STATED PROBLEM: Can you quote everything from the start of the records below down to the line containing "[403,182,469,201]", including both of those lines?

MATERIAL SUPPLIED:
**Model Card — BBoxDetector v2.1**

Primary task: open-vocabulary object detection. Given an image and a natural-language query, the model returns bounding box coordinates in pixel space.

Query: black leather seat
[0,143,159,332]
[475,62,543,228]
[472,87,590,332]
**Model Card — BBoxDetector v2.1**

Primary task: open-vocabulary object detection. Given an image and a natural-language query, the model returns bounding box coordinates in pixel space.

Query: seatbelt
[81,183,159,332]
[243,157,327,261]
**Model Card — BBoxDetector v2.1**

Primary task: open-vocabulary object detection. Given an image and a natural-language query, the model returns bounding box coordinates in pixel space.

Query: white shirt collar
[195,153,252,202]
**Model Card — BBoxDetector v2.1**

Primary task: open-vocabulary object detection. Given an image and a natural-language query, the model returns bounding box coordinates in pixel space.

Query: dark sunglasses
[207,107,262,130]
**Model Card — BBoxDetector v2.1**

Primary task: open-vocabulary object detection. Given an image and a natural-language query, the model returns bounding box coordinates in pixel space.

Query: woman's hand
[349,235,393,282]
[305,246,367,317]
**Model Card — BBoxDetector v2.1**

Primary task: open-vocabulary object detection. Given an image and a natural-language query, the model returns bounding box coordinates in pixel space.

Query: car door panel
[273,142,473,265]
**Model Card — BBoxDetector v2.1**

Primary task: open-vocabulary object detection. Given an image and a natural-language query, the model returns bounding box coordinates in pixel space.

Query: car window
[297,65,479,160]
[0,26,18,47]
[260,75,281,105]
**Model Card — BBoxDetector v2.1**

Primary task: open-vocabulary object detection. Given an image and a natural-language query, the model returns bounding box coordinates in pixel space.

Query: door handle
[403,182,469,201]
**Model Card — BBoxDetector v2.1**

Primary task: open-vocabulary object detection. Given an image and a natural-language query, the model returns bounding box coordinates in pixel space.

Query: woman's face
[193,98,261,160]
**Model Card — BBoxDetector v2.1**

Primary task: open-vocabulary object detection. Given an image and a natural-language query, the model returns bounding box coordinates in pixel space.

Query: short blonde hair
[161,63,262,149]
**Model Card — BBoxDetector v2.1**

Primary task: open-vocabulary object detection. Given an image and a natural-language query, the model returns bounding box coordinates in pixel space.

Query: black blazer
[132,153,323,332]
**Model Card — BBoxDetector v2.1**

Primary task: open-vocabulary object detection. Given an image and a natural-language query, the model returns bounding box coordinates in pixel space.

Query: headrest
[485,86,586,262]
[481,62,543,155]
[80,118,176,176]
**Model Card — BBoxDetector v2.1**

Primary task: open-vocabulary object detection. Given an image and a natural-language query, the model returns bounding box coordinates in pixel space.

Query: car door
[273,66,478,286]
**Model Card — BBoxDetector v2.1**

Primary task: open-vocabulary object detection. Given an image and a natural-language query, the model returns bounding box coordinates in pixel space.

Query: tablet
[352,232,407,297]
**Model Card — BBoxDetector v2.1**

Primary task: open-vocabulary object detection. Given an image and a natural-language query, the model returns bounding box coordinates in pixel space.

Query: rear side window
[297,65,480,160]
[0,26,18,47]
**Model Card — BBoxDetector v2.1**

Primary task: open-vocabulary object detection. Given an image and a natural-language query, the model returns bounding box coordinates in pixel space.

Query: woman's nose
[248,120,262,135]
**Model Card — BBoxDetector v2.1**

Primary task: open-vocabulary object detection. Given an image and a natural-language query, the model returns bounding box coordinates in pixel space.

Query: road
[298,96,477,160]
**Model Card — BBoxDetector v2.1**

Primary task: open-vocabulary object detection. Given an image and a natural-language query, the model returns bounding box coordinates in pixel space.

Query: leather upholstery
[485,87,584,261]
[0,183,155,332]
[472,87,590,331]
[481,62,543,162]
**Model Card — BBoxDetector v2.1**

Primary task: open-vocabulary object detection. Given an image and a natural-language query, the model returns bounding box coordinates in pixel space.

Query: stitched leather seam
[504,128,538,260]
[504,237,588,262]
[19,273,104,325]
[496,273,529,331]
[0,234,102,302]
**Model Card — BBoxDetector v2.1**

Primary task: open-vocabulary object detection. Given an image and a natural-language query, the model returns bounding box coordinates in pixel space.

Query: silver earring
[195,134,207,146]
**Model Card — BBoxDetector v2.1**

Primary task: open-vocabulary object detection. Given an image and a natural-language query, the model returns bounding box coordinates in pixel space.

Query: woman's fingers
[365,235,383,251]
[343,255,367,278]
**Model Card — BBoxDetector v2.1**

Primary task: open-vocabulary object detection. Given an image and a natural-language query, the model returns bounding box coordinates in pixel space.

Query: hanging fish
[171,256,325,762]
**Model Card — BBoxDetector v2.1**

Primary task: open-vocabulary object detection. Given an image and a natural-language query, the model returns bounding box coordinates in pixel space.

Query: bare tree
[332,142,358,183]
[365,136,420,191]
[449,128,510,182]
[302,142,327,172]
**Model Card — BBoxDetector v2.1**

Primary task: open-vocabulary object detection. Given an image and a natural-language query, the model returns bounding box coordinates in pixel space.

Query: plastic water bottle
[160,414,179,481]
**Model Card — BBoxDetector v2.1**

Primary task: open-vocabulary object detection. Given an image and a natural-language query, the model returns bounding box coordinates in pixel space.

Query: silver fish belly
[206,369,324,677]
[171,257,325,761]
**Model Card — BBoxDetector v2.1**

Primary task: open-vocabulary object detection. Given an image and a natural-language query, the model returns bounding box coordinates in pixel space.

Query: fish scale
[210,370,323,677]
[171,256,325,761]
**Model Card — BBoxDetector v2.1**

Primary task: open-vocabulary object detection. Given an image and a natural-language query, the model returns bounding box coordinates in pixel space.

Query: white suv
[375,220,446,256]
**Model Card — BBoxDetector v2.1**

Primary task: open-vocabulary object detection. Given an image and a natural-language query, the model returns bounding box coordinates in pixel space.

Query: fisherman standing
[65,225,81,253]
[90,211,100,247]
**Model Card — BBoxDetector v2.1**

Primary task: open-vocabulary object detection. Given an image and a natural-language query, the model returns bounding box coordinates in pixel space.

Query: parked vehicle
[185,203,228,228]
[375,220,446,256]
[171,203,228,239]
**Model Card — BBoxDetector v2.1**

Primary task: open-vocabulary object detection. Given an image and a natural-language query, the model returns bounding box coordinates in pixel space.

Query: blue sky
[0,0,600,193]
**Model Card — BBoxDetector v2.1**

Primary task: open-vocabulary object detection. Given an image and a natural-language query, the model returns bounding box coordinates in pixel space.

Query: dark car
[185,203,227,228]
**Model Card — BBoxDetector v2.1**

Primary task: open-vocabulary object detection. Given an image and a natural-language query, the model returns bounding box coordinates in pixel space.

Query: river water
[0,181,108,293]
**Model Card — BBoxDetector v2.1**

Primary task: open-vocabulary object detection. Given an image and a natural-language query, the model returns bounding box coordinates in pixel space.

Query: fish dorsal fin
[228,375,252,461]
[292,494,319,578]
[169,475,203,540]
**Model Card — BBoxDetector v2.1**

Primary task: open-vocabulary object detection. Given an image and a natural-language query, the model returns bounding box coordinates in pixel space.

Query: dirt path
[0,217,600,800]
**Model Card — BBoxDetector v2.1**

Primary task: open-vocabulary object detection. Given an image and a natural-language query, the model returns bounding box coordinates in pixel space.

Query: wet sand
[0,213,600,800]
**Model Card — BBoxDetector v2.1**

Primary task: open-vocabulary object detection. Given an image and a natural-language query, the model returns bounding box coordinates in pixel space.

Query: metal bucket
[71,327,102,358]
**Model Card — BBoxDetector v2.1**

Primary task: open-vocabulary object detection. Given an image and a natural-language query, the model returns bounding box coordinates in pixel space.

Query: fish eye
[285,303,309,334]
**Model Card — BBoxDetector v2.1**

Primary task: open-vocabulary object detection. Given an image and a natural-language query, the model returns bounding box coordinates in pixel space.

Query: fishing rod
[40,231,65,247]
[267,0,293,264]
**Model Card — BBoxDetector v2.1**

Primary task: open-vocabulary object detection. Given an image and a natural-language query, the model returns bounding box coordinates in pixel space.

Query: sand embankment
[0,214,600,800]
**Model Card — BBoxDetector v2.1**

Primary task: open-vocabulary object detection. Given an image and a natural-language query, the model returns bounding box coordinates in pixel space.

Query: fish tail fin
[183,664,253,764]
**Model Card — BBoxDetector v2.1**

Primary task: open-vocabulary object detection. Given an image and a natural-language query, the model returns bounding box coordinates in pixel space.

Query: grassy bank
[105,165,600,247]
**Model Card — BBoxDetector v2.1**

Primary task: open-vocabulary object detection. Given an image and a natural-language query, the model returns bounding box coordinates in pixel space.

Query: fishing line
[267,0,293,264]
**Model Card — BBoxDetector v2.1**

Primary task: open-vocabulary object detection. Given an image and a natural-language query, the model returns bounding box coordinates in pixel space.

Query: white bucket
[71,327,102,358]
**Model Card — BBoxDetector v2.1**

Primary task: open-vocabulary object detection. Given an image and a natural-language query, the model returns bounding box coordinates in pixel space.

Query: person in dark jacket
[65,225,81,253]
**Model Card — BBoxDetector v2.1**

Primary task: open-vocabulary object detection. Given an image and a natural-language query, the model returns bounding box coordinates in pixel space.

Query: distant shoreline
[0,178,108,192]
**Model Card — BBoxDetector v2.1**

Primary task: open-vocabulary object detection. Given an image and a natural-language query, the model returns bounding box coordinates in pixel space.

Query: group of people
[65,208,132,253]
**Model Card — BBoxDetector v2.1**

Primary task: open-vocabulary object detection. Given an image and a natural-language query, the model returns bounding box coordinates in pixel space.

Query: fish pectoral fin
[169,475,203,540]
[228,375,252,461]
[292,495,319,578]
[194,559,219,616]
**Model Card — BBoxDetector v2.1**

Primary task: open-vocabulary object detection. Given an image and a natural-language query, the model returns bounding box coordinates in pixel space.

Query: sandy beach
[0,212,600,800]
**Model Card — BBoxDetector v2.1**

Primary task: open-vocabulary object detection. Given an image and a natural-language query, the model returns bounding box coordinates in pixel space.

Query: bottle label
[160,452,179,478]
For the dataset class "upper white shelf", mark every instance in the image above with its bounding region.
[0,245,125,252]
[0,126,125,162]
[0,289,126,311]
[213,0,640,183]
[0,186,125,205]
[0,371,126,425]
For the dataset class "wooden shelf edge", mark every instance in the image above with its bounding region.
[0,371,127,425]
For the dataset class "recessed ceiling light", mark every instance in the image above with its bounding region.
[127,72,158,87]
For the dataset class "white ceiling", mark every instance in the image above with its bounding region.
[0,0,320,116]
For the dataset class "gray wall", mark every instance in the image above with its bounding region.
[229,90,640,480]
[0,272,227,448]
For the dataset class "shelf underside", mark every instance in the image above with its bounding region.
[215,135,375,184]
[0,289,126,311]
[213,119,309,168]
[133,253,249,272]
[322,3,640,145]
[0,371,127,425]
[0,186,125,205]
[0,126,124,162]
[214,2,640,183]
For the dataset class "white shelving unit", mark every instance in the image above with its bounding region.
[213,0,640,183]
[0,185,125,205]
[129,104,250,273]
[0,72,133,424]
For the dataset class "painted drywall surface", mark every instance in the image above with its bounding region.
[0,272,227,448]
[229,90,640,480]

ANSWER:
**Model Card — BBoxDetector v2.1**

Primary task: open-vocabulary object detection. Given an image and a natural-language query, the model returns bounding box coordinates in pixel space.

Query: black leather seat
[0,143,159,332]
[475,62,543,228]
[472,87,590,332]
**Model Card — BBoxDetector v2.1**

Primary task: open-vocabulary object detection. Given an image and a natural-language query, the model returns bounding box coordinates in pixel space.

Query: seatbelt
[81,183,159,332]
[243,157,327,261]
**Model Card — BBoxDetector v2.1**

Primary task: open-vocabulary object detection. Given an image and a natural-language query, the model returns bounding box coordinates in pixel space.

Query: white shirt collar
[195,153,252,202]
**Model Card — BBoxDetector v2.1**

Primary task: open-vocabulary object detection. Given an image and a natural-language query, the model returns bounding box coordinates in pixel space.

Query: dark sunglasses
[207,107,262,130]
**Model Card — BBoxDetector v2.1**

Primary task: open-vocabulary object detection. Given an image and a natural-language query, the model returns bounding box coordinates in pixel space.

Query: woman's hand
[349,235,393,282]
[305,246,367,317]
**Model Card — BBoxDetector v2.1**

Primary task: open-vocabulary object detection. Given an image and a natural-language query, the model returns bounding box coordinates in pixel space.

Query: car door panel
[273,142,473,265]
**Model Card — BBoxDetector v2.1**

Primary task: open-vocabulary object detection. Given an image and a natural-language query, the model returns bounding box coordinates in pixel space.

Query: car window
[297,65,479,160]
[0,26,18,47]
[260,75,281,105]
**Model Card — BBoxDetector v2.1**

Primary task: open-vocabulary object detection. Given an image and a natural-language query, the model returns bounding box coordinates in pixel space.

Query: door handle
[403,182,469,201]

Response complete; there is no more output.